-- Task to carry out --
For each record below, output its text exactly and skip any picture.

(Collected data)
Segment Open
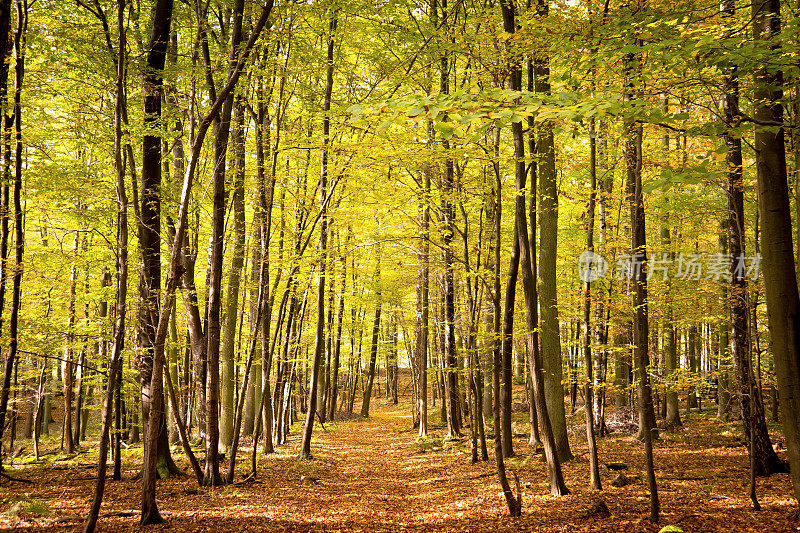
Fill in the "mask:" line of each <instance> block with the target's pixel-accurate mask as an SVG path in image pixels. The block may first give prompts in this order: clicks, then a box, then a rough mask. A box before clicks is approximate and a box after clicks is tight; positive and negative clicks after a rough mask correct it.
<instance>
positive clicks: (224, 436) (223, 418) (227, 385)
mask: <svg viewBox="0 0 800 533" xmlns="http://www.w3.org/2000/svg"><path fill="white" fill-rule="evenodd" d="M233 115H234V118H233V131H232V134H231V142H232V144H233V158H232V166H233V168H232V169H231V171H232V172H231V174H232V186H231V196H232V197H233V201H232V206H233V256H232V257H231V268H230V270H229V272H228V291H227V295H226V297H227V303H226V306H225V322H224V325H223V330H222V349H221V350H220V359H221V363H222V378H221V390H222V394H221V400H222V406H221V408H222V411H221V414H222V419H221V420H220V436H219V438H220V446H221V447H222V449H223V450H226V449H228V447H229V446H230V443H231V441H232V440H233V426H234V410H235V406H234V390H235V389H236V379H235V376H234V365H235V359H236V357H235V356H236V324H237V318H238V311H239V286H240V285H241V278H242V274H241V273H242V269H243V268H244V254H245V250H244V245H245V215H244V162H245V146H244V143H245V133H244V103H243V102H242V97H240V96H237V97H236V99H235V101H234V110H233Z"/></svg>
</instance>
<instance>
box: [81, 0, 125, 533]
mask: <svg viewBox="0 0 800 533" xmlns="http://www.w3.org/2000/svg"><path fill="white" fill-rule="evenodd" d="M126 4H127V0H118V2H117V33H118V48H117V56H116V63H117V65H116V66H117V79H116V85H115V87H116V98H115V106H114V168H115V170H116V178H117V180H116V190H117V269H116V270H117V295H116V302H115V313H114V315H115V317H116V321H115V324H114V339H113V344H112V346H111V363H110V365H109V372H108V383H107V385H106V396H105V400H104V402H103V412H102V418H101V420H102V422H101V428H100V446H99V450H98V465H97V481H96V482H95V487H94V498H93V500H92V506H91V508H90V510H89V516H88V518H87V520H86V524H85V525H84V528H83V532H84V533H93V532H94V530H95V526H96V525H97V518H98V516H99V514H100V506H101V505H102V502H103V492H104V490H105V482H106V462H107V460H108V444H109V433H110V430H111V424H112V420H111V413H112V409H113V407H114V395H115V393H116V391H117V381H118V379H119V375H120V374H121V371H122V350H123V349H124V346H125V318H126V314H127V306H126V302H127V295H128V195H127V193H126V191H125V165H124V163H123V160H122V102H123V99H124V98H125V87H124V78H125V66H126V56H125V48H126V36H125V7H126ZM103 342H104V341H103ZM117 453H119V452H118V451H117Z"/></svg>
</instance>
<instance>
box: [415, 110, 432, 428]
mask: <svg viewBox="0 0 800 533" xmlns="http://www.w3.org/2000/svg"><path fill="white" fill-rule="evenodd" d="M431 130H432V126H430V124H429V125H428V135H429V137H430V136H432V131H431ZM423 180H424V188H423V190H422V194H421V198H420V210H421V212H422V225H421V227H420V235H421V237H422V243H421V246H420V248H421V251H420V266H419V272H418V274H417V306H416V310H417V323H416V336H415V339H414V353H415V354H416V359H417V364H418V367H417V374H418V375H419V379H418V383H419V390H418V391H417V402H418V405H417V411H418V412H419V436H420V437H426V436H427V435H428V333H429V327H428V322H429V314H430V219H431V214H430V204H429V199H430V190H431V169H430V167H425V169H424V170H423Z"/></svg>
Segment Closed
-- Output for this exercise --
Fill in the "mask:" line of each <instance> block with the target's pixel-accurate mask as an SVG path in image pixels. The block may first give prompts in this order: clicks, then a box, then a rough mask. A box before clicks is approximate and a box after clicks is tight; positive and negative clicks after a rough mask correct it.
<instance>
positive clicks: (224, 436) (223, 418) (227, 385)
mask: <svg viewBox="0 0 800 533" xmlns="http://www.w3.org/2000/svg"><path fill="white" fill-rule="evenodd" d="M233 115H234V118H233V131H232V134H231V142H232V144H233V158H232V166H233V168H232V169H231V171H232V172H231V174H232V186H231V196H232V197H233V201H232V206H233V256H232V257H231V268H230V270H229V272H228V291H227V295H226V297H227V303H226V306H225V322H224V325H223V330H222V349H221V350H220V359H221V363H222V378H221V390H222V394H221V400H222V406H221V408H222V411H221V414H222V419H221V420H220V436H219V438H220V446H221V447H222V449H223V450H226V449H228V447H229V446H230V443H231V441H232V440H233V426H234V410H235V406H234V390H235V389H236V379H235V376H234V365H235V359H236V357H235V356H236V324H237V318H238V311H239V286H240V285H241V278H242V274H241V273H242V269H243V268H244V254H245V250H244V245H245V215H244V162H245V146H244V143H245V133H244V103H243V102H242V97H240V96H237V97H236V99H235V101H234V110H233Z"/></svg>
</instance>
<instance>
box: [81, 0, 125, 533]
mask: <svg viewBox="0 0 800 533" xmlns="http://www.w3.org/2000/svg"><path fill="white" fill-rule="evenodd" d="M126 4H127V0H118V2H117V33H118V48H117V56H116V63H117V65H116V66H117V79H116V85H115V87H116V98H115V106H114V168H115V170H116V178H117V180H116V190H117V269H116V270H117V295H116V302H115V313H114V315H115V317H116V321H115V324H114V339H113V344H112V346H111V363H110V365H109V372H108V383H107V385H106V396H105V400H104V402H103V412H102V418H101V420H102V422H101V428H100V446H99V450H98V465H97V481H96V482H95V487H94V498H93V500H92V506H91V508H90V510H89V516H88V518H87V520H86V524H85V525H84V528H83V532H84V533H93V532H94V530H95V526H96V525H97V518H98V516H99V514H100V506H101V505H102V502H103V492H104V490H105V482H106V462H107V460H108V444H109V433H110V430H111V424H112V420H111V413H112V409H113V407H114V395H115V393H116V391H117V381H118V379H119V375H120V374H121V371H122V350H123V349H124V346H125V318H126V314H127V306H126V302H127V295H128V195H127V193H126V191H125V165H124V163H123V160H122V102H123V99H124V98H125V87H124V78H125V66H126V56H125V48H126V36H125V7H126ZM103 342H104V341H103ZM117 453H119V452H118V451H117Z"/></svg>
</instance>
<instance>
box: [415, 110, 432, 428]
mask: <svg viewBox="0 0 800 533" xmlns="http://www.w3.org/2000/svg"><path fill="white" fill-rule="evenodd" d="M431 130H432V126H430V124H429V125H428V135H429V137H430V136H432V131H431ZM423 180H424V188H423V190H422V194H421V198H420V210H421V212H422V225H421V227H420V235H421V237H422V243H421V246H420V248H421V251H420V266H419V272H418V274H417V306H416V310H417V323H416V336H415V339H414V353H415V354H416V359H417V364H418V367H417V374H418V375H419V379H418V383H419V390H418V391H417V402H418V405H417V411H418V412H419V436H420V437H426V436H427V435H428V333H429V327H428V322H429V314H430V219H431V214H430V204H429V199H430V190H431V169H430V167H425V169H424V170H423Z"/></svg>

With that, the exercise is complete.